Start of Data listing

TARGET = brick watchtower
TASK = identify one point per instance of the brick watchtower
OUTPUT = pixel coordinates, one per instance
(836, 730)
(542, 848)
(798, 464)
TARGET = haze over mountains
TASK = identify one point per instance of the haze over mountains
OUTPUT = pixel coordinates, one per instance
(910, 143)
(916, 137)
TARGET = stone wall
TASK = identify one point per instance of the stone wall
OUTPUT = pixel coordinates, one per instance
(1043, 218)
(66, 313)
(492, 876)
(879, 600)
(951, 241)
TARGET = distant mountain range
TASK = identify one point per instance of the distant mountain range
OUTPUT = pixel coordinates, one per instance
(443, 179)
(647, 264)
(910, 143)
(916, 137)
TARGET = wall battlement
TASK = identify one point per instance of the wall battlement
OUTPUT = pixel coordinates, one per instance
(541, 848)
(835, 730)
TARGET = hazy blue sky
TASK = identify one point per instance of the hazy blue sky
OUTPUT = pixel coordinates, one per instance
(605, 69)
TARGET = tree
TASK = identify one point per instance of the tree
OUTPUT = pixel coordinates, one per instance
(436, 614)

End of Data listing
Start of Data listing

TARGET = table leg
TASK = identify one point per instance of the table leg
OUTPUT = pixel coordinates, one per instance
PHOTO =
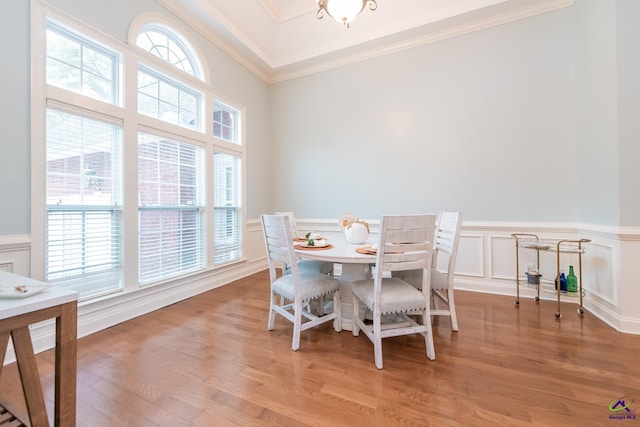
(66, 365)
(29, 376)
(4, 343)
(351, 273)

End of Data listing

*Your goal:* Pick out every line in the items above that contains the string "identify", and copy each one in full.

*Exercise response:*
TASK = identify one point per instance of the brick watchtower
TASK = identify one point per instance of the haze over mountains
TASK = identify one point per instance of the stone wall
TASK = identify one point per instance of the distant mountain range
TASK = identify one point per instance of the wall battlement
TASK = identify one point per instance of the hazy blue sky
TASK = identify one point per instance of the tree
TASK = identify one point per instance of the table leg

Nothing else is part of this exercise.